Your objective ▸
Arrange every line of the records below as a Markdown table with the columns Row and Line, numbering each row and leaving out blank lines.

Records Start Marker

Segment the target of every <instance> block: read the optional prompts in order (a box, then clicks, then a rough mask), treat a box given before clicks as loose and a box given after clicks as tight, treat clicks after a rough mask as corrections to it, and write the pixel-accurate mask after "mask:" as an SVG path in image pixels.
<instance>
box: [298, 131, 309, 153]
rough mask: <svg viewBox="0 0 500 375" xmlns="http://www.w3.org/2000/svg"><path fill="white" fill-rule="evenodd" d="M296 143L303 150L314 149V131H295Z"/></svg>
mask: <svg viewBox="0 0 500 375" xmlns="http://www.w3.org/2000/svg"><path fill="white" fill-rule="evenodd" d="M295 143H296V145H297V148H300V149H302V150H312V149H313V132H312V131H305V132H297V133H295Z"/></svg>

Records End Marker

Answer to this problem ▸
| Row | Line |
|---|---|
| 1 | Segment the target of every <instance> block: read the optional prompts in order (a box, then clicks, then a rough mask), treat a box given before clicks as loose and a box given after clicks as tight, treat clicks after a rough mask as corrections to it, and write the pixel-accurate mask after "mask:" as an SVG path in image pixels. |
| 2 | <instance> |
| 3 | box: [298, 131, 309, 153] |
| 4 | rough mask: <svg viewBox="0 0 500 375" xmlns="http://www.w3.org/2000/svg"><path fill="white" fill-rule="evenodd" d="M296 143L303 150L314 149V131H295Z"/></svg> |
| 5 | mask: <svg viewBox="0 0 500 375" xmlns="http://www.w3.org/2000/svg"><path fill="white" fill-rule="evenodd" d="M295 143H296V145H297V148H300V149H302V150H312V149H313V132H312V131H305V132H297V133H295Z"/></svg> |